### Directions for this task
Where an entry contains a picture, omit the picture and repeat the rest exactly.

Information provided section start

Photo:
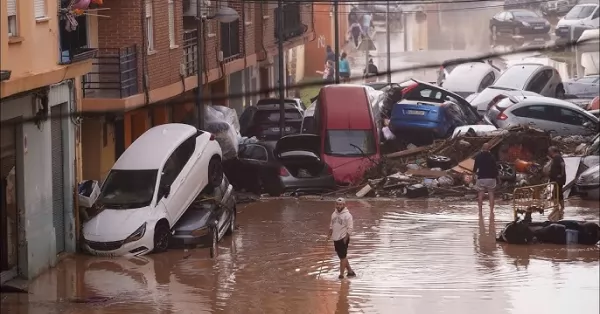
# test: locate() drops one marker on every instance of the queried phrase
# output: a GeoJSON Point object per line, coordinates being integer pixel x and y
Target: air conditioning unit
{"type": "Point", "coordinates": [190, 7]}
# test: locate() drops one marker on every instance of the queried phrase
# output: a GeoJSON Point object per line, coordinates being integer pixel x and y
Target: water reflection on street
{"type": "Point", "coordinates": [411, 257]}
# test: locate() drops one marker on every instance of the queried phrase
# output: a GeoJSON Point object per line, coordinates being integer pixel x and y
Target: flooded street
{"type": "Point", "coordinates": [426, 256]}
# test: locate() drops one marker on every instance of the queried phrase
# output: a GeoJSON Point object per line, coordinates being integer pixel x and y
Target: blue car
{"type": "Point", "coordinates": [426, 112]}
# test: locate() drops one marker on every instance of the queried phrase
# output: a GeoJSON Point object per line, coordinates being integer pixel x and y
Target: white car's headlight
{"type": "Point", "coordinates": [136, 235]}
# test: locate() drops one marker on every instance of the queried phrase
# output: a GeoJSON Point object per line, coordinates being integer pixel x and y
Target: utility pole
{"type": "Point", "coordinates": [199, 65]}
{"type": "Point", "coordinates": [387, 33]}
{"type": "Point", "coordinates": [336, 39]}
{"type": "Point", "coordinates": [280, 57]}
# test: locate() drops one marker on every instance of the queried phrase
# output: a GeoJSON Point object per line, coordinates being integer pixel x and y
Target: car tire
{"type": "Point", "coordinates": [214, 240]}
{"type": "Point", "coordinates": [506, 172]}
{"type": "Point", "coordinates": [560, 92]}
{"type": "Point", "coordinates": [215, 173]}
{"type": "Point", "coordinates": [162, 237]}
{"type": "Point", "coordinates": [436, 161]}
{"type": "Point", "coordinates": [232, 223]}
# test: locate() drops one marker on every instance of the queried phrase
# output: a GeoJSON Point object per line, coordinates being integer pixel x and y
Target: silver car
{"type": "Point", "coordinates": [553, 115]}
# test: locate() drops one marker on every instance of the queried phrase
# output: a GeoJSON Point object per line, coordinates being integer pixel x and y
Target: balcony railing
{"type": "Point", "coordinates": [230, 40]}
{"type": "Point", "coordinates": [292, 22]}
{"type": "Point", "coordinates": [114, 74]}
{"type": "Point", "coordinates": [190, 52]}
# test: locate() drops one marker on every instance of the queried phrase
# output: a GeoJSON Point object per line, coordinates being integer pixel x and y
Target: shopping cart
{"type": "Point", "coordinates": [535, 198]}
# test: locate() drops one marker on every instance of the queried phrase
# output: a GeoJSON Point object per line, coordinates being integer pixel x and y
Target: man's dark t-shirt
{"type": "Point", "coordinates": [485, 166]}
{"type": "Point", "coordinates": [557, 170]}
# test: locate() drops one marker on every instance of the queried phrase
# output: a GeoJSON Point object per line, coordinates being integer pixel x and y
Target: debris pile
{"type": "Point", "coordinates": [445, 168]}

Information provided section end

### Answer box
Photo:
# test: locate() drops one marker on every instance of the queried phrase
# output: a GeoJSON Point object per line, coordinates being integer pixel x and y
Target: air conditioning unit
{"type": "Point", "coordinates": [190, 7]}
# test: locate() drops one marker on every instance of the queried phrase
# output: a GeoJSON Point object per line, coordinates being integer pixel x and y
Target: water reflection on street
{"type": "Point", "coordinates": [411, 257]}
# test: locate() drops one marker on every instance of the queried phrase
# output: a GeoJSON Point object per line, coordinates being integer pixel x and y
Target: flooded street
{"type": "Point", "coordinates": [426, 256]}
# test: locate() drops one marker on every instance of the queried phrase
# output: a GeoJSON Point object per line, coordinates being integer pixel x and y
Target: blue car
{"type": "Point", "coordinates": [426, 112]}
# test: locate() drops one marker on every instance of the queried phrase
# output: a GeoJSON Point object per line, coordinates being integer pixel x and y
Target: white car's headlight
{"type": "Point", "coordinates": [136, 235]}
# test: locate() drops one marker on every instance of the queried phrase
# output: a GeoJSON Point object per line, coordinates being integer pixel x and y
Target: utility pole
{"type": "Point", "coordinates": [199, 65]}
{"type": "Point", "coordinates": [387, 33]}
{"type": "Point", "coordinates": [336, 39]}
{"type": "Point", "coordinates": [280, 57]}
# test: locate() drops one marker on every instance of the queried phrase
# output: a GeoJSON Point object per line, coordinates being integer pixel x and y
Target: car tire
{"type": "Point", "coordinates": [214, 240]}
{"type": "Point", "coordinates": [506, 172]}
{"type": "Point", "coordinates": [560, 92]}
{"type": "Point", "coordinates": [215, 173]}
{"type": "Point", "coordinates": [162, 237]}
{"type": "Point", "coordinates": [436, 161]}
{"type": "Point", "coordinates": [232, 223]}
# test: locate() drops one marker on every instance of the queried phrase
# output: a GeoJSON Point object per line, coordinates being integer pixel x and y
Target: silver car
{"type": "Point", "coordinates": [553, 115]}
# test: locate() drops one marker on every instance of the queried phrase
# output: a GeoJSON Point object per line, coordinates being integer pixel x and y
Target: balcony railing
{"type": "Point", "coordinates": [230, 40]}
{"type": "Point", "coordinates": [292, 22]}
{"type": "Point", "coordinates": [114, 74]}
{"type": "Point", "coordinates": [190, 52]}
# test: locate() drops one marker on every instance of the queried phrase
# output: a GeoJSON Point object per line, coordinates being integer pixel x and y
Target: shopping cart
{"type": "Point", "coordinates": [535, 198]}
# test: locate() drops one marker on every instance of the queried phrase
# output: a GeoJSON Point object per line, coordinates being integer pixel x and y
Target: man's dark t-shirt
{"type": "Point", "coordinates": [485, 166]}
{"type": "Point", "coordinates": [557, 170]}
# test: locate() drops one marker on every instance of the queried phrase
# output: a GeoJSON Point object per line, coordinates being integer pixel x and y
Target: debris pile
{"type": "Point", "coordinates": [445, 168]}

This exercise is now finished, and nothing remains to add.